**DESCRIPTION OF THE TASK**
For every line in the entries that contains "trace", show the whole line.

**Stored items**
((
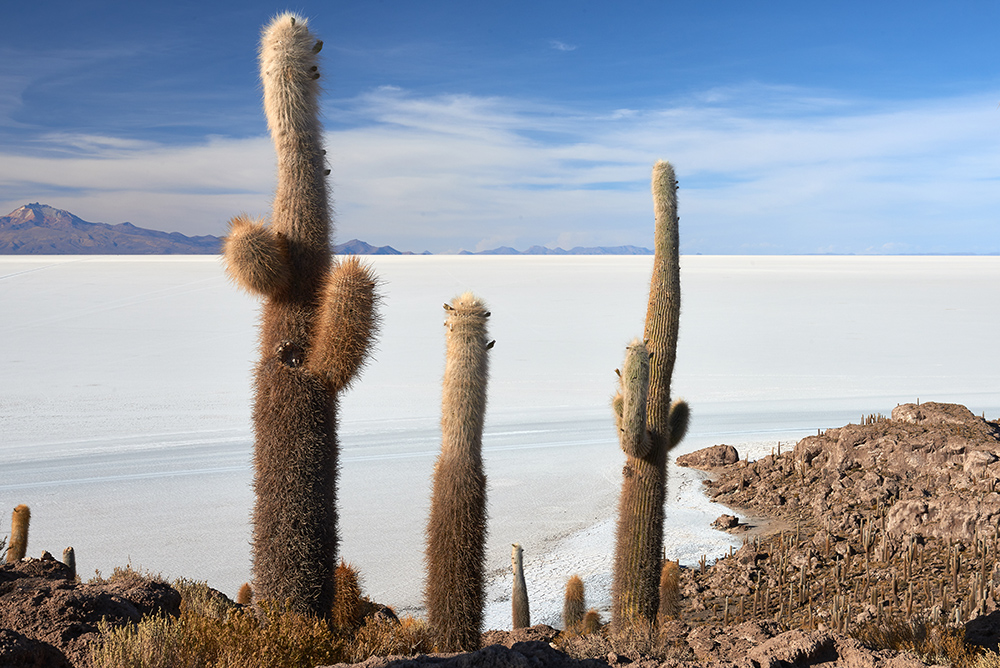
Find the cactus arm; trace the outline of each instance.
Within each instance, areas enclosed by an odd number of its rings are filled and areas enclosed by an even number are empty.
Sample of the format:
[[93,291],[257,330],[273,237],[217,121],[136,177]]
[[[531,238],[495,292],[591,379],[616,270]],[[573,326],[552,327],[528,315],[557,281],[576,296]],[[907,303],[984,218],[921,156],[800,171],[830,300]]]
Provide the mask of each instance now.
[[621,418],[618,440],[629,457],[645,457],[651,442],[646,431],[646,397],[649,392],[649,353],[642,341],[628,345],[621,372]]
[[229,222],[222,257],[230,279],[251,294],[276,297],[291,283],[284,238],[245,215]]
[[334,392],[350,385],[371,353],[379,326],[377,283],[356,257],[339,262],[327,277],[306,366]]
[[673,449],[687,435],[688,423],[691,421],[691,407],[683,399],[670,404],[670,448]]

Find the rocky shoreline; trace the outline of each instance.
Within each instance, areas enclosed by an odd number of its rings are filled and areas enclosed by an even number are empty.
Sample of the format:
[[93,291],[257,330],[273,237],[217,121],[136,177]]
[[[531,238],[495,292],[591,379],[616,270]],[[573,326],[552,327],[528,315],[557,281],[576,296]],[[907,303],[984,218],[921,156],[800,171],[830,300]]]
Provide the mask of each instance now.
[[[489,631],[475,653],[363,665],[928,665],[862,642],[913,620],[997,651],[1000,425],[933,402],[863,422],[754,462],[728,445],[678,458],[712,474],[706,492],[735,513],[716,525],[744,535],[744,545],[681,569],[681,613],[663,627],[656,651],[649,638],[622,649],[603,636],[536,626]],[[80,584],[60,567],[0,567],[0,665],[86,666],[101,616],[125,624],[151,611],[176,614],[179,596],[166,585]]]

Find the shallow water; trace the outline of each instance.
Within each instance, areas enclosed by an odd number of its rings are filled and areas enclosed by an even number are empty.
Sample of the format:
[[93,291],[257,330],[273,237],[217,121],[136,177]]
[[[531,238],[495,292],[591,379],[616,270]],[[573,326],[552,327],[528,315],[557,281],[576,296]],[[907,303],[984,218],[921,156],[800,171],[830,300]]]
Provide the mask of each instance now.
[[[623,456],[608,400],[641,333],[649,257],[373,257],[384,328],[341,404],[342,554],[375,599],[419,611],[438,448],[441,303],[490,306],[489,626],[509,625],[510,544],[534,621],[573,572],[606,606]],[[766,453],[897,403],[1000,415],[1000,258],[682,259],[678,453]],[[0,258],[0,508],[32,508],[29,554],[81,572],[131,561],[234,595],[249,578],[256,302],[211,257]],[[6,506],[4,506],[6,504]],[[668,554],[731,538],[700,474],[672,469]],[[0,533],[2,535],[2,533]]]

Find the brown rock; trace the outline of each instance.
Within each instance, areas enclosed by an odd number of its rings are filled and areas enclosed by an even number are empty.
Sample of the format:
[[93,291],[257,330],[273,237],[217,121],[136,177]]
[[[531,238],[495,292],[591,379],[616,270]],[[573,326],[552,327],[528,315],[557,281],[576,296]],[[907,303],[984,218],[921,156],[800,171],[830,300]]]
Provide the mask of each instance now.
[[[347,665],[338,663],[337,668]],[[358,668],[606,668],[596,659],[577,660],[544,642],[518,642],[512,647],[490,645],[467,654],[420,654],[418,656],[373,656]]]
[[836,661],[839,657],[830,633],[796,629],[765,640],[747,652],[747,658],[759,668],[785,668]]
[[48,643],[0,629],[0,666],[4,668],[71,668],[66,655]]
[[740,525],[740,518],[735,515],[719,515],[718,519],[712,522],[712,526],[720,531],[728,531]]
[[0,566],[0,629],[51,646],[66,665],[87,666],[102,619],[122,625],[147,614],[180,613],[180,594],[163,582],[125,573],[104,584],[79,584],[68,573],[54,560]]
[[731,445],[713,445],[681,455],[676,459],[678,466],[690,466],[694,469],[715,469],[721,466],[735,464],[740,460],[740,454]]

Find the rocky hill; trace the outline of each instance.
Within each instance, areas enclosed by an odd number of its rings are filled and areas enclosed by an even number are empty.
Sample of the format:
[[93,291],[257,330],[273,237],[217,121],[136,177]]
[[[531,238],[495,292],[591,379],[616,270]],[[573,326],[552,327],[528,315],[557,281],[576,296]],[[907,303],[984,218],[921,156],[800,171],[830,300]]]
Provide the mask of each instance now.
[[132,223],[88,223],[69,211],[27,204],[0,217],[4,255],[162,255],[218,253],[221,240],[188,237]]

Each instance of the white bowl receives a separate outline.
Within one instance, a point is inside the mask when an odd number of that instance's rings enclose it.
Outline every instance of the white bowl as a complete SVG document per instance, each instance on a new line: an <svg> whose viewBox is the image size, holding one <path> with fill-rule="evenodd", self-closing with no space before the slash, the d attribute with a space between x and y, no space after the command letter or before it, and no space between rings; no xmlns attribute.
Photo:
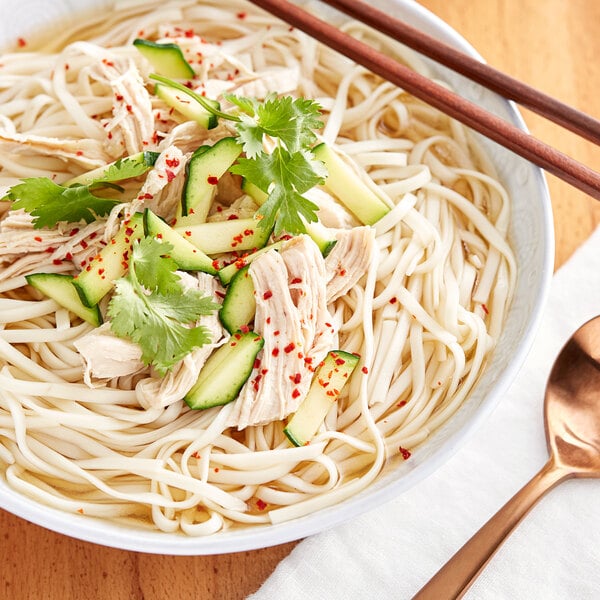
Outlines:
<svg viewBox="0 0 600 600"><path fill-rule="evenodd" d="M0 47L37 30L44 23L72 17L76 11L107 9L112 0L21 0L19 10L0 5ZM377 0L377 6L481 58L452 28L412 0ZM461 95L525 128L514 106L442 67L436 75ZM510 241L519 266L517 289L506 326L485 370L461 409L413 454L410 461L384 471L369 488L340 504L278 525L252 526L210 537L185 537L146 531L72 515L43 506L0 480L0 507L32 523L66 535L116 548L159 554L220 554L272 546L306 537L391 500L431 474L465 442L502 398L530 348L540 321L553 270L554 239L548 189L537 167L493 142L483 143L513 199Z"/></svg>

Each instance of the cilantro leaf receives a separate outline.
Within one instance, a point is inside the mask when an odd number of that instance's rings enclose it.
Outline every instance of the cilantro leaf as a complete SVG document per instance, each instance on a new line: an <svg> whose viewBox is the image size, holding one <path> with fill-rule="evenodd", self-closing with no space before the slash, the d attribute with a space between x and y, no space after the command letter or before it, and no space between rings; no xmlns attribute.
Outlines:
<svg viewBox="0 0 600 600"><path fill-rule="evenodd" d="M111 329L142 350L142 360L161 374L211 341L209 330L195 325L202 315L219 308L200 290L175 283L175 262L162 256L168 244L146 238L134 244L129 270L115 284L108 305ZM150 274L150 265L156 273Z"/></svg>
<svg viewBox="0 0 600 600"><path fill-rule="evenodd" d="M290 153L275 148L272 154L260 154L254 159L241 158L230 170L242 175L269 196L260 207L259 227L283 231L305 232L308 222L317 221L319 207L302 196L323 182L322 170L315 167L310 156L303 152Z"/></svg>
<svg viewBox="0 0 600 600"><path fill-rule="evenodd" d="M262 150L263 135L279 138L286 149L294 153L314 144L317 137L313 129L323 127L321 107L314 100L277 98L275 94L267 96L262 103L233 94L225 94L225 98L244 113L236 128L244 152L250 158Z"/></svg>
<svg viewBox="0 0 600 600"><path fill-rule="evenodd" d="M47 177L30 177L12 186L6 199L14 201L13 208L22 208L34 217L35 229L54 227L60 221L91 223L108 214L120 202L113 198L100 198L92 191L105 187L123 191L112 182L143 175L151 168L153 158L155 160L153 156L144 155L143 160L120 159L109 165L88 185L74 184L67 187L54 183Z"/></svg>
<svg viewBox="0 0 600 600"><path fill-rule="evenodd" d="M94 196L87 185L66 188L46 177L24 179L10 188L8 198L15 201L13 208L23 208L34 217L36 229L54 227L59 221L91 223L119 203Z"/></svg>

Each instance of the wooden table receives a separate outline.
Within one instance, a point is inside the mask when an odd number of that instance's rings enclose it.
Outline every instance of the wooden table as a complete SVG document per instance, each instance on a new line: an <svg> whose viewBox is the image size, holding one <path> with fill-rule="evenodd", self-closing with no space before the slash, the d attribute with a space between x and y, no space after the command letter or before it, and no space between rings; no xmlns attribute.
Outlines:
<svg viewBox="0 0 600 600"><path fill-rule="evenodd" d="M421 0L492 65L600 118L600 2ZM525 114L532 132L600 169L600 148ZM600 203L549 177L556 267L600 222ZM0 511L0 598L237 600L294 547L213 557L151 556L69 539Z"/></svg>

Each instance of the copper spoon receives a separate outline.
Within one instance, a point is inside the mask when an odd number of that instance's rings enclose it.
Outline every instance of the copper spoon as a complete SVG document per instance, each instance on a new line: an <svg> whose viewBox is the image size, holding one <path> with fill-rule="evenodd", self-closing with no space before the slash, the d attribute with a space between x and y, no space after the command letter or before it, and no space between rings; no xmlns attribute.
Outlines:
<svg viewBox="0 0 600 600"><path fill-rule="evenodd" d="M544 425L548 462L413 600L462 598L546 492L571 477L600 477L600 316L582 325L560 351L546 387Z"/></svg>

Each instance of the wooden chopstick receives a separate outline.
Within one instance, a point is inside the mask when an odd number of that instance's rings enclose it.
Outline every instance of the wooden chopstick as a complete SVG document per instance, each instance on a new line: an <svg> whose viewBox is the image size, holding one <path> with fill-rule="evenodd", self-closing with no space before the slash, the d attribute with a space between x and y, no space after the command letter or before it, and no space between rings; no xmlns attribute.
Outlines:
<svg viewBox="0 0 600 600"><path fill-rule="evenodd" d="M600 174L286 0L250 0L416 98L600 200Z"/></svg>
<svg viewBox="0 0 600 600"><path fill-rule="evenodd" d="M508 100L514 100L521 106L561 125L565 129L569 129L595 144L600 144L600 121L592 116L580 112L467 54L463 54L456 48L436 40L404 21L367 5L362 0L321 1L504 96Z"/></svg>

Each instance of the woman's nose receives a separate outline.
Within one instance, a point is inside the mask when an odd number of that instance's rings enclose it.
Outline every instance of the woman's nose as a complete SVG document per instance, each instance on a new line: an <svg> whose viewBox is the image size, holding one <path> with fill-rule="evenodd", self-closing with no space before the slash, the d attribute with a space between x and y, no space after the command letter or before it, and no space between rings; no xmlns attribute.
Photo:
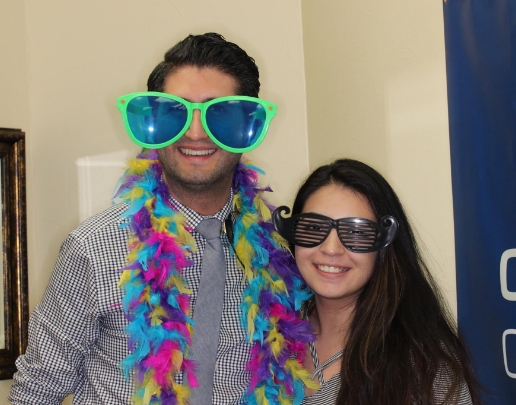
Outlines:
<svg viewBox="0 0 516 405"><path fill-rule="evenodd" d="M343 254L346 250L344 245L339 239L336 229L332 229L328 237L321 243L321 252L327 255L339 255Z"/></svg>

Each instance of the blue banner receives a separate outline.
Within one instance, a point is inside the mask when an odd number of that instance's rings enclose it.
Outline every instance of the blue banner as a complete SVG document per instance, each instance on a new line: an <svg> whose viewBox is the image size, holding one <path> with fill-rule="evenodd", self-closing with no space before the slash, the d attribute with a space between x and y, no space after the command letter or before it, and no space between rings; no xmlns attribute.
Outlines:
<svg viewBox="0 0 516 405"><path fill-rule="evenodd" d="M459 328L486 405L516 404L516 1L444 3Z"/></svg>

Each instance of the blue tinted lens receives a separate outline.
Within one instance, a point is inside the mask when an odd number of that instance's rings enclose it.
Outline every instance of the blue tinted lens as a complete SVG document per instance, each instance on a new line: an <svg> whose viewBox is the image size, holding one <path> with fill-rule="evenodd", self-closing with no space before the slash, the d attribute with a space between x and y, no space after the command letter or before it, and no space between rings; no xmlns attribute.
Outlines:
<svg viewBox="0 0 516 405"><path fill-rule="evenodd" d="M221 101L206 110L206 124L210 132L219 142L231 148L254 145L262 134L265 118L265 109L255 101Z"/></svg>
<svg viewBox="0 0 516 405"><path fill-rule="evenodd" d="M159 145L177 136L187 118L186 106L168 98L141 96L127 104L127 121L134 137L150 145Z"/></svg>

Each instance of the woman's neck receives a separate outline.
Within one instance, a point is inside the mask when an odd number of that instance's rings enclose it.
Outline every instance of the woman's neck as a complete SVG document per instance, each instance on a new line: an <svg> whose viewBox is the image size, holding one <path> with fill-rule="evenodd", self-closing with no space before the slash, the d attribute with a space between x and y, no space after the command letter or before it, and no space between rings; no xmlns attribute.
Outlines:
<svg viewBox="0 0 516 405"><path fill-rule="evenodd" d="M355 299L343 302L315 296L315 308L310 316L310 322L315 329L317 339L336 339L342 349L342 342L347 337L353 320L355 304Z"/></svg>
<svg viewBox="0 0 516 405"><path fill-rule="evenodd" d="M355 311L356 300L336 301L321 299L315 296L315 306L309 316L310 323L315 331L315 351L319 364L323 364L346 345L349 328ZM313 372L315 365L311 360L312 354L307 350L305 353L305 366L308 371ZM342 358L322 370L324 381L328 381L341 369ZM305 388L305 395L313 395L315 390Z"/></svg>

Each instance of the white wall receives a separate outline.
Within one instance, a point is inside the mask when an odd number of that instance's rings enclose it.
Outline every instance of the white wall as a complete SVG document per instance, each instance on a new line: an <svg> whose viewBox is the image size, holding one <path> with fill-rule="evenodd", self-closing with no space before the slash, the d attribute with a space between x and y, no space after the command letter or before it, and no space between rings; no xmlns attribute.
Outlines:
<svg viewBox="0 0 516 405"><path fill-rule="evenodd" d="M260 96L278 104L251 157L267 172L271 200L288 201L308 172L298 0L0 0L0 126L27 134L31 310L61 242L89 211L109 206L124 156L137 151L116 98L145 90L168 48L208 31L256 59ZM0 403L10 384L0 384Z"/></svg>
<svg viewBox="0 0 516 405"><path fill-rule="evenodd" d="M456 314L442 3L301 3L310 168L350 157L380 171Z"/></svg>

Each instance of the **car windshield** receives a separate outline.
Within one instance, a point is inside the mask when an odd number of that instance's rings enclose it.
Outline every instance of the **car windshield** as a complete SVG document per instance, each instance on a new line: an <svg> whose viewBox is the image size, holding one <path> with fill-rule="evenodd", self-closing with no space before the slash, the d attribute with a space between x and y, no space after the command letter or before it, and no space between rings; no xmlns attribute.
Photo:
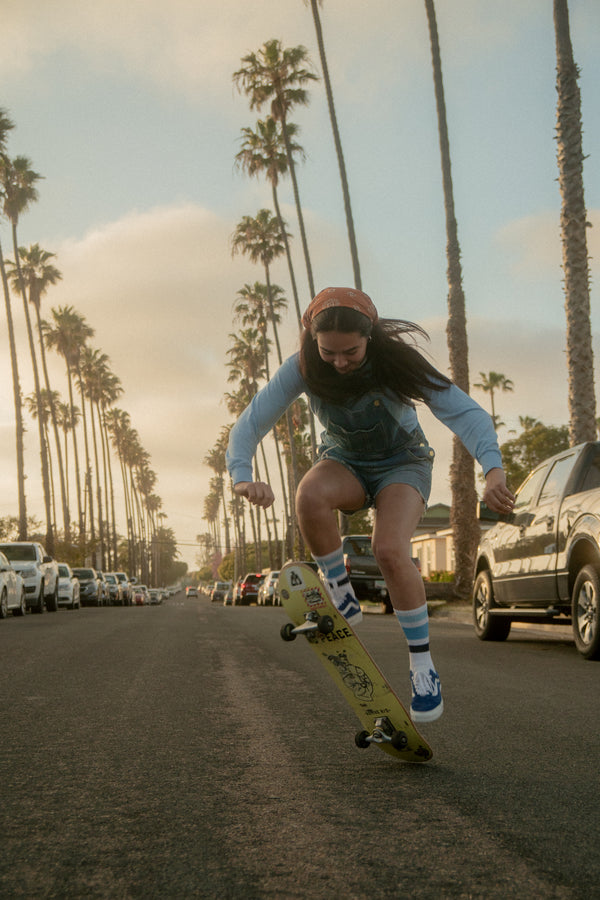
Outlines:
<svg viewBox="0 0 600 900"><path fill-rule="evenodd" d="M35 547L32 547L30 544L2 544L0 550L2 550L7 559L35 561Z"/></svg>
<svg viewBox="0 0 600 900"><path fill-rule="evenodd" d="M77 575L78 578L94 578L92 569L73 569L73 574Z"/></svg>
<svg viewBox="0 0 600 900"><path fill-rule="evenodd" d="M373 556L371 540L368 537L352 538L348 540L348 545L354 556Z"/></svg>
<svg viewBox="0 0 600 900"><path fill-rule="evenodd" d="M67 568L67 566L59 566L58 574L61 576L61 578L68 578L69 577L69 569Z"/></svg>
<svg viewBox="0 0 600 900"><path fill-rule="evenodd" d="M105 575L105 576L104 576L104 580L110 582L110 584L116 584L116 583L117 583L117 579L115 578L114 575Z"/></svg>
))
**WRITTEN SOLUTION**
Find the cactus arm; trace the outline of each instance.
Find the rocky shoreline; trace the outline of each instance.
Find the shallow water; trace the outline of each instance.
Find the brown rock; trace the outline of each instance.
Find the rocky hill; trace the outline of each instance.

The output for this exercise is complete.